[start Information given]

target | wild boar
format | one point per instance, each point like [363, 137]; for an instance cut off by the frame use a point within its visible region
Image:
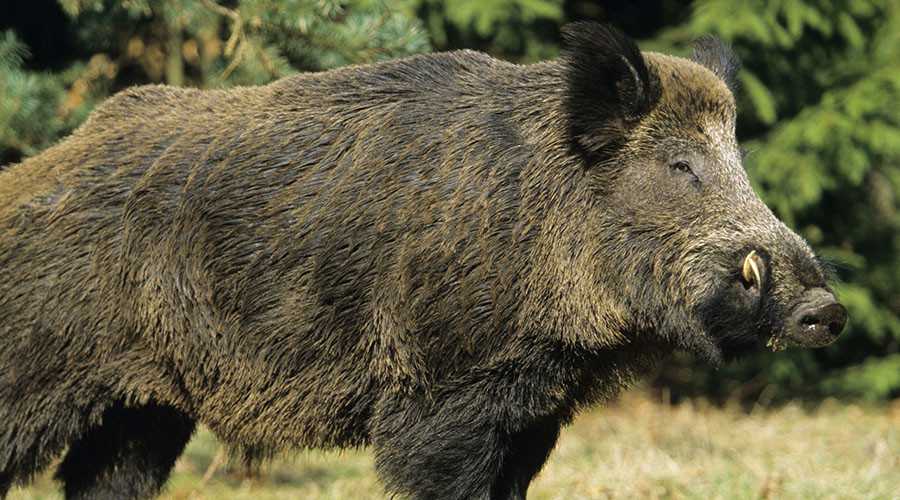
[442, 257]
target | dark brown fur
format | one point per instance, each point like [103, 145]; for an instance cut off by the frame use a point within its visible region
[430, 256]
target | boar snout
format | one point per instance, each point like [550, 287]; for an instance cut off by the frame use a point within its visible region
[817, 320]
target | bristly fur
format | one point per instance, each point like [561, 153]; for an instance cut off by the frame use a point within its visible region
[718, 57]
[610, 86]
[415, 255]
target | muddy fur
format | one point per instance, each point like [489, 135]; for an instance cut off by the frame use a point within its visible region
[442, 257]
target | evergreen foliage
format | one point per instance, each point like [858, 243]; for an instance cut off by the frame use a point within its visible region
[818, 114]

[end Information given]
[start Information given]

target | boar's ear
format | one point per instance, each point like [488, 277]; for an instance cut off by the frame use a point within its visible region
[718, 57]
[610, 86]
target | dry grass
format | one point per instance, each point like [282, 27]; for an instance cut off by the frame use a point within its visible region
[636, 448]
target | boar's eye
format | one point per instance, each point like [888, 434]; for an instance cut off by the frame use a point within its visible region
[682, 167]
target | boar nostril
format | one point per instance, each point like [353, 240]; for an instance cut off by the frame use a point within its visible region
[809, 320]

[end Information given]

* Exercise directions *
Pick out every line of the data above that contains the string "each". Case counts.

* Result of the exercise *
format | one point per instance, each point like [363, 137]; for an instance cut off by the frame use a point within its visible region
format | one point per instance, each point like [103, 145]; for an instance cut off by the frame use a point within its visible region
format | one point per instance, each point like [550, 287]; for an instance cut off by the frame use a point within its visible region
format | one point per instance, each point like [561, 153]; for an instance cut off by the frame use a point within its visible region
format | one point per instance, each point like [489, 135]; for an instance cut off by the frame use a point within its visible region
format | one point per instance, each point like [858, 243]; for an instance cut off by the frame use a point within its visible region
format | one point per instance, each point like [488, 277]; for an instance cut off by the frame use a point within its visible region
format | one point per instance, each point like [282, 27]; for an instance cut off by the frame use a point within its visible region
format | one point per instance, each point like [888, 434]; for an instance cut off by the frame use a point within its visible region
format | one point per instance, each point like [353, 240]; for an instance cut off by the frame use a point within its visible region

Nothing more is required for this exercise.